— QUESTIONS TO ANSWER —
(A) Answer these questions using the Great Lakes restoration text:
(i) In how many Wisconsin AOCs will the health of microscopic aquatic communities and bottom-dwelling organisms be assessed?
(ii) Which fiscal years will the next GLRI Action Plan cover?
(iii) When will the draft FY15-19 Action Plan be released for public comment?
(B) Copy word for word the part of the Great Lakes restoration text starting at "The next Action" and ending at "Great Lakes community.".

— EXERCISE PASSAGE —
BEGIN

Inventory fish and wildlife populations in the Milwaukee area.
Locate uncontrolled sources of sewage and evaluate their impacts on water quality.
Restore and expand grassland habitat in the area and increase breeding opportunities for threatened grassland species.
Assess the health of microscopic aquatic communities and of bottom-dwelling organisms in four Wisconsin AOCs, including the Milwaukee Estuary.
Perciasepe also announced the Great Lakes Federal Interagency Task Force (IATF) priorities for fiscal year 2015 to help states, municipalities, tribes, business interests, environmental groups, the academic community and other partners plan their activities. On behalf of the Federal agencies that met in Milwaukee, he announced:
Progress in developing the next GLRI Action Plan, covering fiscal years 2015-2019. The IATF has spent the past several months seeking input to inform the development of a draft FY15-19 Action Plan, which will be released for public comment in early 2014.
In fiscal year 2015, the GLRI will likely continue with an emphasis on five focus areas (Toxics, Habitat, Nearshore Health, Invasive Species and Accountability) and within these three priorities: (1) Accelerating the cleanup of AOCs such as Milwaukee Estuary; (2) Preventing invasive species, such as Asian carp, from becoming established in the Great Lakes; Reducing runoff that causes harmful algal blooms in three priority watersheds Wisconsin's Lower Fox River/Green Bay, Ohio's Maumee River and Michigan's Saginaw River.
The next Action Plan will also emphasize the need to ensure that GLRI projects are not undermined because of changing weather patterns, in addition to many other needs raised by the Great Lakes community.

END

— DATASET CONTENT —
BEGIN

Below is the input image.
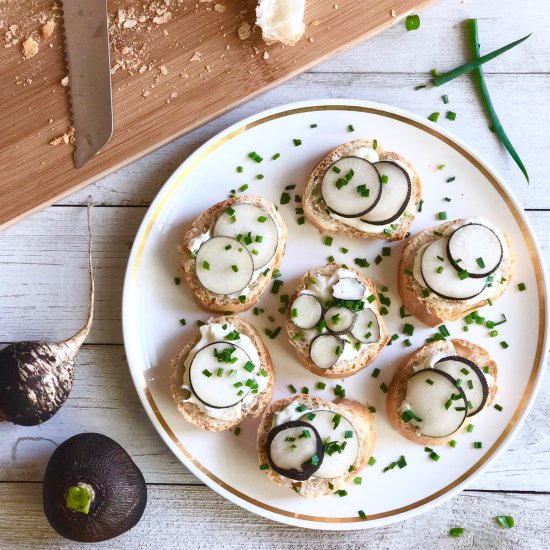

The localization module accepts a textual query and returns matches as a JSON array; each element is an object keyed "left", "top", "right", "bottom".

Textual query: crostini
[
  {"left": 258, "top": 394, "right": 376, "bottom": 497},
  {"left": 171, "top": 315, "right": 274, "bottom": 432},
  {"left": 286, "top": 263, "right": 389, "bottom": 378},
  {"left": 179, "top": 195, "right": 287, "bottom": 313},
  {"left": 386, "top": 339, "right": 497, "bottom": 445},
  {"left": 397, "top": 218, "right": 514, "bottom": 326},
  {"left": 303, "top": 140, "right": 422, "bottom": 241}
]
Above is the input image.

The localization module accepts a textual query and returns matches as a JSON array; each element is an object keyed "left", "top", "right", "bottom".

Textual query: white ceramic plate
[{"left": 123, "top": 100, "right": 547, "bottom": 529}]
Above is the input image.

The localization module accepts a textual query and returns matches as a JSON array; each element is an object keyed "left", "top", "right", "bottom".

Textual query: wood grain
[
  {"left": 0, "top": 0, "right": 440, "bottom": 231},
  {"left": 0, "top": 483, "right": 550, "bottom": 550}
]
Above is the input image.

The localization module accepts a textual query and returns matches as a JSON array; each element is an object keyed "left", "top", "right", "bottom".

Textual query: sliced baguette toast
[
  {"left": 286, "top": 262, "right": 389, "bottom": 378},
  {"left": 179, "top": 195, "right": 288, "bottom": 313},
  {"left": 302, "top": 139, "right": 422, "bottom": 241},
  {"left": 170, "top": 315, "right": 275, "bottom": 432},
  {"left": 257, "top": 394, "right": 376, "bottom": 498},
  {"left": 386, "top": 339, "right": 498, "bottom": 445},
  {"left": 397, "top": 220, "right": 514, "bottom": 327}
]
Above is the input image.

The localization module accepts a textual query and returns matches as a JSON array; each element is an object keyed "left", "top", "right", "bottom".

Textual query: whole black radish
[
  {"left": 0, "top": 204, "right": 94, "bottom": 426},
  {"left": 43, "top": 433, "right": 147, "bottom": 542}
]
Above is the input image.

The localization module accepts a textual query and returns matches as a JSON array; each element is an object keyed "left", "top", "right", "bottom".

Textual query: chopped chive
[{"left": 495, "top": 516, "right": 515, "bottom": 529}]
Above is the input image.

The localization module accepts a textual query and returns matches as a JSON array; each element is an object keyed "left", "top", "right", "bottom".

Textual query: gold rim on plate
[{"left": 131, "top": 105, "right": 546, "bottom": 523}]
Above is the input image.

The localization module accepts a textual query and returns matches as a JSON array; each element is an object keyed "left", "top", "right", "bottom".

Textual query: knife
[{"left": 61, "top": 0, "right": 113, "bottom": 168}]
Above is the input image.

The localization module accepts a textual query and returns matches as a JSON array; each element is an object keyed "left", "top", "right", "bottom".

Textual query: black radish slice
[
  {"left": 332, "top": 277, "right": 366, "bottom": 300},
  {"left": 42, "top": 433, "right": 147, "bottom": 542},
  {"left": 420, "top": 238, "right": 486, "bottom": 300},
  {"left": 300, "top": 410, "right": 361, "bottom": 479},
  {"left": 189, "top": 342, "right": 257, "bottom": 409},
  {"left": 325, "top": 306, "right": 357, "bottom": 334},
  {"left": 434, "top": 355, "right": 489, "bottom": 416},
  {"left": 195, "top": 237, "right": 254, "bottom": 296},
  {"left": 351, "top": 308, "right": 380, "bottom": 344},
  {"left": 321, "top": 157, "right": 382, "bottom": 218},
  {"left": 447, "top": 223, "right": 503, "bottom": 278},
  {"left": 290, "top": 294, "right": 323, "bottom": 330},
  {"left": 213, "top": 202, "right": 279, "bottom": 269},
  {"left": 401, "top": 369, "right": 468, "bottom": 437},
  {"left": 309, "top": 334, "right": 345, "bottom": 369},
  {"left": 266, "top": 420, "right": 324, "bottom": 481},
  {"left": 0, "top": 202, "right": 95, "bottom": 426},
  {"left": 361, "top": 160, "right": 412, "bottom": 225}
]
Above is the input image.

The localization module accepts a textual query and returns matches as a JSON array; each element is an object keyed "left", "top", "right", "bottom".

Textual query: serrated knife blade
[{"left": 61, "top": 0, "right": 113, "bottom": 168}]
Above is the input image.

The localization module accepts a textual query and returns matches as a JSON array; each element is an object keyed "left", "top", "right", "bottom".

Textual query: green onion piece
[
  {"left": 495, "top": 516, "right": 515, "bottom": 529},
  {"left": 405, "top": 15, "right": 420, "bottom": 31},
  {"left": 466, "top": 19, "right": 530, "bottom": 182},
  {"left": 433, "top": 30, "right": 531, "bottom": 86},
  {"left": 449, "top": 527, "right": 464, "bottom": 539}
]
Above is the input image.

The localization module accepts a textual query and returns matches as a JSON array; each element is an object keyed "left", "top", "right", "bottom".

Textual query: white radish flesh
[
  {"left": 325, "top": 306, "right": 356, "bottom": 334},
  {"left": 269, "top": 426, "right": 317, "bottom": 471},
  {"left": 290, "top": 294, "right": 323, "bottom": 330},
  {"left": 321, "top": 157, "right": 382, "bottom": 218},
  {"left": 351, "top": 308, "right": 380, "bottom": 344},
  {"left": 309, "top": 334, "right": 344, "bottom": 370},
  {"left": 447, "top": 223, "right": 502, "bottom": 277},
  {"left": 401, "top": 369, "right": 467, "bottom": 437},
  {"left": 434, "top": 356, "right": 489, "bottom": 416},
  {"left": 195, "top": 237, "right": 254, "bottom": 295},
  {"left": 361, "top": 161, "right": 412, "bottom": 225},
  {"left": 420, "top": 238, "right": 486, "bottom": 300},
  {"left": 189, "top": 342, "right": 256, "bottom": 409},
  {"left": 213, "top": 202, "right": 279, "bottom": 269},
  {"left": 300, "top": 410, "right": 361, "bottom": 479},
  {"left": 332, "top": 277, "right": 366, "bottom": 300}
]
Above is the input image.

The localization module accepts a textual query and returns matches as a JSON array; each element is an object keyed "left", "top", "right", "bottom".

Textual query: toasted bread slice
[
  {"left": 257, "top": 394, "right": 376, "bottom": 498},
  {"left": 302, "top": 139, "right": 422, "bottom": 241},
  {"left": 386, "top": 339, "right": 498, "bottom": 445},
  {"left": 397, "top": 220, "right": 514, "bottom": 327},
  {"left": 170, "top": 315, "right": 275, "bottom": 432},
  {"left": 286, "top": 262, "right": 389, "bottom": 378},
  {"left": 179, "top": 195, "right": 288, "bottom": 313}
]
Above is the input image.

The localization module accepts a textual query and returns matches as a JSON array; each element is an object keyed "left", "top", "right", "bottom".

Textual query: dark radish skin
[
  {"left": 0, "top": 204, "right": 94, "bottom": 426},
  {"left": 42, "top": 433, "right": 147, "bottom": 542}
]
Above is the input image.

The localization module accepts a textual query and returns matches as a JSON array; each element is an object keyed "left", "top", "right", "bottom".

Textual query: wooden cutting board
[{"left": 0, "top": 0, "right": 435, "bottom": 227}]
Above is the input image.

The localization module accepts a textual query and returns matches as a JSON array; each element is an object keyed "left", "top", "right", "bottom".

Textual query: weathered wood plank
[
  {"left": 0, "top": 345, "right": 550, "bottom": 492},
  {"left": 0, "top": 207, "right": 550, "bottom": 344},
  {"left": 0, "top": 483, "right": 550, "bottom": 550},
  {"left": 60, "top": 72, "right": 550, "bottom": 208}
]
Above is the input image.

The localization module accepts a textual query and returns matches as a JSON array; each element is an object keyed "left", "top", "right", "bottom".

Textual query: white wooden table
[{"left": 0, "top": 0, "right": 550, "bottom": 550}]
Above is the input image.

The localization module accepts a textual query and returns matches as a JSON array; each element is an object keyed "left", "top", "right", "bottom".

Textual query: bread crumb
[
  {"left": 50, "top": 126, "right": 75, "bottom": 146},
  {"left": 23, "top": 36, "right": 38, "bottom": 59},
  {"left": 237, "top": 21, "right": 252, "bottom": 40},
  {"left": 42, "top": 19, "right": 55, "bottom": 38}
]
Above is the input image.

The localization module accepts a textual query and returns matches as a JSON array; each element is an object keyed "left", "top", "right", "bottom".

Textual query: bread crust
[
  {"left": 397, "top": 219, "right": 514, "bottom": 327},
  {"left": 302, "top": 139, "right": 422, "bottom": 241},
  {"left": 257, "top": 394, "right": 376, "bottom": 498},
  {"left": 170, "top": 315, "right": 275, "bottom": 432},
  {"left": 179, "top": 195, "right": 288, "bottom": 313},
  {"left": 286, "top": 262, "right": 390, "bottom": 378},
  {"left": 386, "top": 339, "right": 498, "bottom": 446}
]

END

— TASK RESULTS —
(A)
(i) Four
(ii) Fiscal years 2015-2019
(iii) Early 2014

(B)
The next Action Plan will also emphasize the need to ensure that GLRI projects are not undermined because of changing weather patterns, in addition to many other needs raised by the Great Lakes community.